(Stored entries)
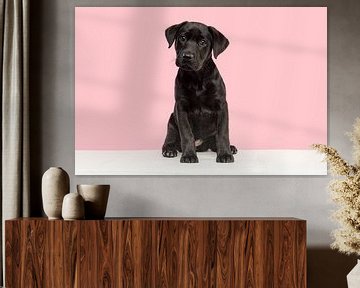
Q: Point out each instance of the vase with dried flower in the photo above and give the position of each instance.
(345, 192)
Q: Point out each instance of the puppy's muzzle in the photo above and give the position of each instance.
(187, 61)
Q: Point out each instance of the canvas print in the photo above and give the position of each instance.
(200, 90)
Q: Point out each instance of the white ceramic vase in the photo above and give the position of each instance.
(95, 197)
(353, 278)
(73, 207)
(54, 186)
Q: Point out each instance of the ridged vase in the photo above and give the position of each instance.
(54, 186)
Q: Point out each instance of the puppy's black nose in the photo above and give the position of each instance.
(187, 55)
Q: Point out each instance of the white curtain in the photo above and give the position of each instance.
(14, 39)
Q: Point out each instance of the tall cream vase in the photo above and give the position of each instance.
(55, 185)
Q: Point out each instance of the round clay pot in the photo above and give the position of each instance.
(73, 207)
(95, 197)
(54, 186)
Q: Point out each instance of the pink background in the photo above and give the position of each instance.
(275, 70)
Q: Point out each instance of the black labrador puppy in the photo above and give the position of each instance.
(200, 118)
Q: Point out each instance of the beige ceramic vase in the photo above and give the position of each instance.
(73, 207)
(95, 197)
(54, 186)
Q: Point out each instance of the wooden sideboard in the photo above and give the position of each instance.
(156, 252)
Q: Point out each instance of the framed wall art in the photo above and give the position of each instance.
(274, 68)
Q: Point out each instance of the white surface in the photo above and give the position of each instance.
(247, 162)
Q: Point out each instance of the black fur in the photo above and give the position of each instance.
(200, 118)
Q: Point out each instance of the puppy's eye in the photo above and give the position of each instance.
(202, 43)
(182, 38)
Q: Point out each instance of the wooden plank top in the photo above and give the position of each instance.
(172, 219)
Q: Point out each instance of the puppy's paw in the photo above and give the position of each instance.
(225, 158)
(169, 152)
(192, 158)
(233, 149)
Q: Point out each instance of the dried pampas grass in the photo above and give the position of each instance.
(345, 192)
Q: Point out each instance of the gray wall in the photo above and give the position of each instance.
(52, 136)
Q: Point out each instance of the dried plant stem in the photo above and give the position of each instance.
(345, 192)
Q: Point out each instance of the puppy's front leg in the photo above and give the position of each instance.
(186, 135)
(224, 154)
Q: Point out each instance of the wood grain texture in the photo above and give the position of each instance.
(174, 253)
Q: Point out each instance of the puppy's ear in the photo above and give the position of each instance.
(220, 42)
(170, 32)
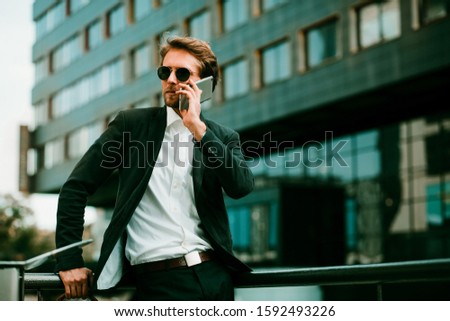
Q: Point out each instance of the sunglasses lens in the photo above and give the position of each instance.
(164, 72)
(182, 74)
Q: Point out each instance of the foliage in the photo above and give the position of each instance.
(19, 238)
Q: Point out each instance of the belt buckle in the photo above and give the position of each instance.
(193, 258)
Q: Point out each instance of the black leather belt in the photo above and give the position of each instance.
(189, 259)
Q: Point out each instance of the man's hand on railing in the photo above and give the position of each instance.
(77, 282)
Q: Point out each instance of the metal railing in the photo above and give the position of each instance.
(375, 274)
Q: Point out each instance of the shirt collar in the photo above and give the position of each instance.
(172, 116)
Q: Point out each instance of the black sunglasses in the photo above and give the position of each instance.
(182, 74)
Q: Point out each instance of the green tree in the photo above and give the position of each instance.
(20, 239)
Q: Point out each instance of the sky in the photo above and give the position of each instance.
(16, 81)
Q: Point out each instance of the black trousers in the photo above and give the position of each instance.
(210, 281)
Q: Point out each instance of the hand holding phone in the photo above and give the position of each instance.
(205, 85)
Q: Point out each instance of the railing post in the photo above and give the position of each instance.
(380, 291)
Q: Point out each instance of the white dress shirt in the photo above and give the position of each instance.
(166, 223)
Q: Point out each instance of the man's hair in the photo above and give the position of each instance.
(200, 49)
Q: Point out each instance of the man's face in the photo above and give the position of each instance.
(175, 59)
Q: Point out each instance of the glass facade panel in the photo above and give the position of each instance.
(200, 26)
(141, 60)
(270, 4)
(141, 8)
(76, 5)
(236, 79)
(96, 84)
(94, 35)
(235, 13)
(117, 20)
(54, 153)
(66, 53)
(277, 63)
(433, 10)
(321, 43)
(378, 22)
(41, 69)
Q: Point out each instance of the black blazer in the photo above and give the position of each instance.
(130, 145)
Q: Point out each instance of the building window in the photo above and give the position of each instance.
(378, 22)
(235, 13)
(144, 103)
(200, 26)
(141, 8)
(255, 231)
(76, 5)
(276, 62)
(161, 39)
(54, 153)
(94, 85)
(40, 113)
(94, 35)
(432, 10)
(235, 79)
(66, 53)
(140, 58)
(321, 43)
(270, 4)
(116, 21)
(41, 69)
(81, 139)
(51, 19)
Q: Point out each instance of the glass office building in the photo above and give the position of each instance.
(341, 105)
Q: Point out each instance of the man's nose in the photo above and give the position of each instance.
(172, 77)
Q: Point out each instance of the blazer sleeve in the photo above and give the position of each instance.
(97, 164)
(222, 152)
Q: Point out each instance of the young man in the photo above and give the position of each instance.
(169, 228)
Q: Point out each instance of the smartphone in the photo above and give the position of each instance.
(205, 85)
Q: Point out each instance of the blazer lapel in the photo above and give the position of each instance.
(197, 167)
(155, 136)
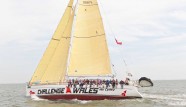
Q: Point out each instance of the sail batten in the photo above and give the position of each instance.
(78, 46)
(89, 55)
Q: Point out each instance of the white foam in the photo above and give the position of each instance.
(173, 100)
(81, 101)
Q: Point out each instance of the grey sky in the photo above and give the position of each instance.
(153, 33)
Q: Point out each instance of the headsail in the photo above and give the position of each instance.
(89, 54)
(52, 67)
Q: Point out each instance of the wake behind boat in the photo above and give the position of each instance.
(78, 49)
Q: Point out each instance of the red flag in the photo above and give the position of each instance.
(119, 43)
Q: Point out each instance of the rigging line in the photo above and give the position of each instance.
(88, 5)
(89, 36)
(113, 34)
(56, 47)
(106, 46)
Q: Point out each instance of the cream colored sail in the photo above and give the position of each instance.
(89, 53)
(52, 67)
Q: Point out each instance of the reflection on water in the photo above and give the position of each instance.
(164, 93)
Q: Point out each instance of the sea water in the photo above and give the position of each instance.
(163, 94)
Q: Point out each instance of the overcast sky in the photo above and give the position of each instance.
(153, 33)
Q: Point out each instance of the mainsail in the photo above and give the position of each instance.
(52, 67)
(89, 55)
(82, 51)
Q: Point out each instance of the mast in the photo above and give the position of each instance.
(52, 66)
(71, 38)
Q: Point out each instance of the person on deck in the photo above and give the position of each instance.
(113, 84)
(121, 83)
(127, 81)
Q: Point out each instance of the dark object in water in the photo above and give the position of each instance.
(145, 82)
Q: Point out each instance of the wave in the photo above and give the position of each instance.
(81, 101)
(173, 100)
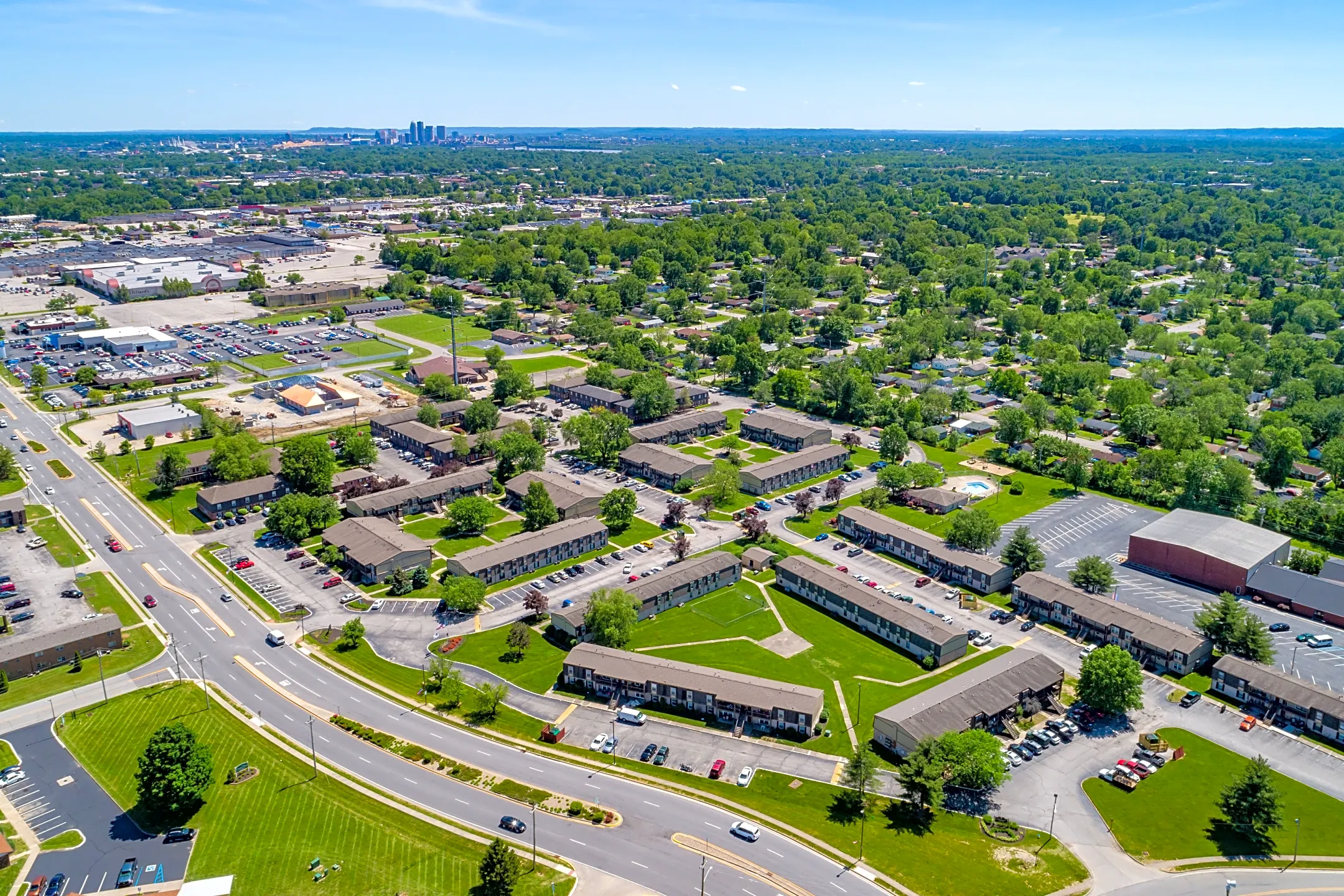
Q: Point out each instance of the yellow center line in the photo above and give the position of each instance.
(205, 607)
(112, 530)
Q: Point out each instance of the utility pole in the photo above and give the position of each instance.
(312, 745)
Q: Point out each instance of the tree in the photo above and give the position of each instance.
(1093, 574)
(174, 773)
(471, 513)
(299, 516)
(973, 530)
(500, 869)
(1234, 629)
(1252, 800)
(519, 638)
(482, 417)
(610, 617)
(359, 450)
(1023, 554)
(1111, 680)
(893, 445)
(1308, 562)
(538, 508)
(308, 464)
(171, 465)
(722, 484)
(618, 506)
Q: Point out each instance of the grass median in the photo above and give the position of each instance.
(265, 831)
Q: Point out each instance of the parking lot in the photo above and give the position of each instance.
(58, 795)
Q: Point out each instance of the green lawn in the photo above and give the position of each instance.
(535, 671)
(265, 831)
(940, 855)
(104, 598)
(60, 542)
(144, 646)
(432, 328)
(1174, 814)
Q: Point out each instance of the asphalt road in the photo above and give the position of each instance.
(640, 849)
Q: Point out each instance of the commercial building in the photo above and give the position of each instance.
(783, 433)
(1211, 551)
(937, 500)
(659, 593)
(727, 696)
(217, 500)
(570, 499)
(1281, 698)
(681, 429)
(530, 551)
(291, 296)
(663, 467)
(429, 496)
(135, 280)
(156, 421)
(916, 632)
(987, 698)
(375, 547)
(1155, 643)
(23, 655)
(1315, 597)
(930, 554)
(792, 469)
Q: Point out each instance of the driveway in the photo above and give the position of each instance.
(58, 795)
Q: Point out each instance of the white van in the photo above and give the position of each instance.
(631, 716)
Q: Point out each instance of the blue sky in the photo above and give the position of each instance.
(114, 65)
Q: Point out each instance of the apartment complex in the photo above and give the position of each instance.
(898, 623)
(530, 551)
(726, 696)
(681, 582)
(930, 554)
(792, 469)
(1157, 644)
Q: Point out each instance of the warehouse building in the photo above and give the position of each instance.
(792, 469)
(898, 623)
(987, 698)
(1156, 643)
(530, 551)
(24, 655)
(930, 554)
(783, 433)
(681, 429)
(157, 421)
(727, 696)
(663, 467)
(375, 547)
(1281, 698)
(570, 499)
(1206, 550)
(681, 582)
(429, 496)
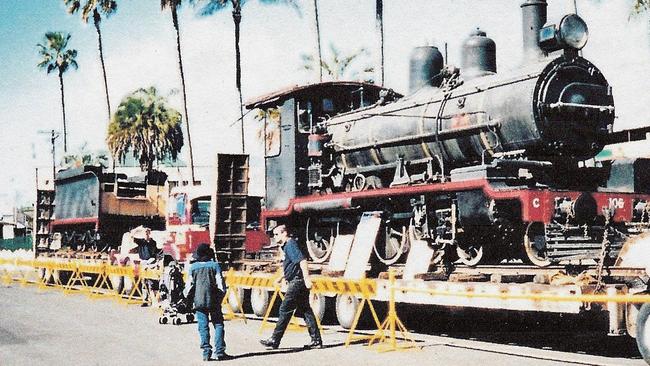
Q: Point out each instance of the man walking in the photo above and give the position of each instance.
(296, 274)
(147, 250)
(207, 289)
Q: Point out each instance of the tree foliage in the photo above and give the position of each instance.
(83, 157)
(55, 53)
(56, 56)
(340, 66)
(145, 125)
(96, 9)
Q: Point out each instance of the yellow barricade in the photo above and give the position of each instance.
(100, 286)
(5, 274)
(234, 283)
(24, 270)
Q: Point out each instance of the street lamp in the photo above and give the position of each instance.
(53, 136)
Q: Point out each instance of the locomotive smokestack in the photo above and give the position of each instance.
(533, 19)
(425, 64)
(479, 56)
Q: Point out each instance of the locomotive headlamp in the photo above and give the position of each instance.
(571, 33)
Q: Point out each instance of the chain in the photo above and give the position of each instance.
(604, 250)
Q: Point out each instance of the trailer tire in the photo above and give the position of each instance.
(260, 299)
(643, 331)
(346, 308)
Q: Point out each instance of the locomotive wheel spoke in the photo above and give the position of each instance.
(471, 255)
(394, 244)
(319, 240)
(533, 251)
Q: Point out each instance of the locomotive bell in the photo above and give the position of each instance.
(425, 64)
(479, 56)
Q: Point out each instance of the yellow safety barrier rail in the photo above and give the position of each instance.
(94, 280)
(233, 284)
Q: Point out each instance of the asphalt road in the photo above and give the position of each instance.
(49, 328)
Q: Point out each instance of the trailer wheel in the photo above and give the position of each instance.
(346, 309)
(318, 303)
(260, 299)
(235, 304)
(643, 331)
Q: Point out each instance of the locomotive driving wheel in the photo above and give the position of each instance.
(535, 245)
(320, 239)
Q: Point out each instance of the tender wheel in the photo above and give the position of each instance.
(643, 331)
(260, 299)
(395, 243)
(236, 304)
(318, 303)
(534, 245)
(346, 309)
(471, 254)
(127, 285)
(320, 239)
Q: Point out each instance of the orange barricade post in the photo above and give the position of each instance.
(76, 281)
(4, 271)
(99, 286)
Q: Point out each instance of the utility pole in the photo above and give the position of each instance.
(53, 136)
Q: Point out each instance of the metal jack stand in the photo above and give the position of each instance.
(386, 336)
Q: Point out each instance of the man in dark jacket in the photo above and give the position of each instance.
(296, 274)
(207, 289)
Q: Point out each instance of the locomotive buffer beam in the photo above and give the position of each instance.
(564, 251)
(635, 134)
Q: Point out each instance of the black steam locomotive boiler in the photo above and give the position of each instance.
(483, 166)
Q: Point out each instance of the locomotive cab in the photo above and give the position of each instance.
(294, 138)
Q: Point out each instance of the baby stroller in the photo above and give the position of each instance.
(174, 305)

◆ **DIRECTIVE**
In the entries above, take the line containing "Q: Point out each instance of the tender" and each later line through the last, and repeat them exactly. Output nothing else.

◆ **ANSWER FOR THIS EXERCISE**
Q: Point out each instance of the tender wheel in the photo above and give the position of each instance.
(643, 331)
(260, 299)
(395, 243)
(236, 304)
(318, 303)
(534, 245)
(346, 309)
(471, 254)
(127, 285)
(320, 239)
Q: Point out each instance of the orange barricade post in the photo above and give the position of each instance.
(76, 281)
(4, 271)
(99, 286)
Q: Point out each instance of the utility pole in the photo above and give the position of each instance.
(53, 136)
Q: Point out each instance of the metal jack stand in the photo above and give the position of each instance.
(386, 336)
Q: Point out each instance of the man in dark jacket in the photo above and give the position of each instance.
(296, 274)
(207, 289)
Q: Point out each instance of the locomotive buffer beam in the photo above and give the position of each instance.
(564, 251)
(635, 134)
Q: Point out each instance of the black steam locomotive boiler in the photo above and give the position of each instance.
(483, 166)
Q: Point out each instance of the locomotive cab in the photo above and give the position of each instance.
(294, 138)
Q: Point out each instance of the baby stroller in the photo above and give the position of each instance.
(174, 305)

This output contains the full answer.